→ **What is expected**:
Carry the article about rain-powered solar cells forward, starting right after its last sentence.

→ **Text**:

Rain-powered energy has arrived to solve the conundrum of what to do when your house is all prepped up with solar gear and the day is overcast. Although solar technology has evolved over the years into a sophisticated animal, more adroit at collecting the sun’s power for conversion to usable energy, the show comes to a grinding halt when it’s raining.
According to Fox News , scientists from Ocean University of China and Yunnan Normal University , have come up with rain-powered all-weather solar cells to solve the energy crisis by combining an electron-enriched graphene electrode with a dye-sensitized solar cell stimulated by light and rain drops.
Dye-sensitized solar cells are thin-film photovoltaic cells that harness organic dye to absorb sunlight and produce electrons, and react with rainfall thereby creating rain-powered energy.
Ocean University of China Professor Qunwei Tang, the paper’s lead author, configured dye-sensitized solar cells –which are thin-film photovoltaic cells that harness organic dye — to absorb sunlight and produce electrons, and can be rain-powered for energy production.
Commonly used solar panels generate the most energy on clear, sunny days, and produce 10 to 25 percent less electricity under overcast conditions. What the Chinese have come up with are rain-powered all-weather panels that can create energy regardless of weather.
The key ingredient in the redesigned solar panel is the “electron-enriched graphene” added to the top layer. This ultra sensitive feature allows the panel surface to react with ions in the rain-drops and generate rain-powered energy.
The technology is break-through, in its prototype stage of development, and still has to reach the efficiency level of the top solar panels in the market. The rain-powered panels can currently convert about 6.5 percent of the energy they absorb, whereas today’s top-of-the-line solar panels can convert up to 22.5 percent.
Certainly the team from the Ocean University of China (Qingdao) and Yunnan Normal University (Kunming, China) deserves credit for improving the way solar panels work by means of a highly efficient dye-sensitized solar cell. Coating this cell with a whisper-thin film of graphene to allow rain to produce electricity is ground-breaking, powered by results, to be treated accordingly by the alternative-energy sector.

→ **Given entries**:
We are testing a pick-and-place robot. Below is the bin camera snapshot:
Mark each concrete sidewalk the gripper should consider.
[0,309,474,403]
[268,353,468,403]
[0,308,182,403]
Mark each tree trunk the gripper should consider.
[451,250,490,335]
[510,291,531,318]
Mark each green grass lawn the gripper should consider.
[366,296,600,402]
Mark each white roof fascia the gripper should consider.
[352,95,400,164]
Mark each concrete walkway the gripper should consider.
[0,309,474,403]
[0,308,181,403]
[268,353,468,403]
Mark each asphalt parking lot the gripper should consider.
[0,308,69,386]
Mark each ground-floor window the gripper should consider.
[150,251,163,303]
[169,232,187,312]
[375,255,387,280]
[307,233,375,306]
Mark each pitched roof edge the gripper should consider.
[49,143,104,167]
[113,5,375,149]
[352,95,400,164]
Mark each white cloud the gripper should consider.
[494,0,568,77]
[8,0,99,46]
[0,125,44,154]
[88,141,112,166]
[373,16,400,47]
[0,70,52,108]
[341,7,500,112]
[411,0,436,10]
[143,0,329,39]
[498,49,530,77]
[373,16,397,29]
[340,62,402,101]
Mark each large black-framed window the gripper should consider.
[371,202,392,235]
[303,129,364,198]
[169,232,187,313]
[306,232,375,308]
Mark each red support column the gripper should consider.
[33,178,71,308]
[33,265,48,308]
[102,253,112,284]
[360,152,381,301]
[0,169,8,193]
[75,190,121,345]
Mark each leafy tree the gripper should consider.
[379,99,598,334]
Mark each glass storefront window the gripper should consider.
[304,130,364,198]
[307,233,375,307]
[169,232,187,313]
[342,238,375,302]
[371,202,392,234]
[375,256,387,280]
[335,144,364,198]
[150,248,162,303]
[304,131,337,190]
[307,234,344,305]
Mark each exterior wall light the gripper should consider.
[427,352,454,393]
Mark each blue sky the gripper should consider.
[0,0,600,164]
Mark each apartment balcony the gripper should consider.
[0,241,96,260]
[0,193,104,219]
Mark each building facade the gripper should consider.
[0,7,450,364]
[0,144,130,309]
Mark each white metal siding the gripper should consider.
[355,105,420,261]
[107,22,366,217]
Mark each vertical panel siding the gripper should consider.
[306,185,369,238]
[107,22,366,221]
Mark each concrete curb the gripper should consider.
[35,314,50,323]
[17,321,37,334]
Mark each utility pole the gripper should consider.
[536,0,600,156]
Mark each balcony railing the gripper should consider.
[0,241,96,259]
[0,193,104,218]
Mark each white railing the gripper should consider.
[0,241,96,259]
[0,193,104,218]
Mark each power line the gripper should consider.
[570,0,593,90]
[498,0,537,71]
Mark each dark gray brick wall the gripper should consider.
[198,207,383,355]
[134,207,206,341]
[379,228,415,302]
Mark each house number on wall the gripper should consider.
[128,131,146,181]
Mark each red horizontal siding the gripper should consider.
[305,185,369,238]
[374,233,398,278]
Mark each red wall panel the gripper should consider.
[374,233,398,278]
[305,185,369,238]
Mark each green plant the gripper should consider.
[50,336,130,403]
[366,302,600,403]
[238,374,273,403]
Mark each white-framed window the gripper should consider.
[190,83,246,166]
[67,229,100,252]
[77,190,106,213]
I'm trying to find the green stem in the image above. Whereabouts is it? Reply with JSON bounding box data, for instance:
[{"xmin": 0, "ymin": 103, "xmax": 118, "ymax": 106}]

→ **Answer for the task**:
With its atoms bonded into a honeycomb arrangement, graphene is a two-dimensional form of carbon created by the oxidation, exfoliation, and subsequent reduction of graphite. Unusual electronic properties allow graphene to conduct electricity. What makes graphene bind positively charged ions with its electrons is the abundance of electrons that can move freely across the treated layer, for rain-powered energy creation.
Qunwei Tang’s use of graphene electrodes to obtain rain-powered energy, works because raindrops are not pure water. The chemical reaction results in a double-layer made of electrons and positively charged ions, a state called “pseudocapacitor.” This phenomenon brings about a voltage and current.
According to Clean Technica, an all-weather solar cellwould lead to cost-effective solar installations in rainy regions, including many parts of the United States. The beauty about a rain-powered energy system is that rain removes dust and debris from the surface of solar panels, providing an integrated clean-up service to keep them in good shape during sunny weather.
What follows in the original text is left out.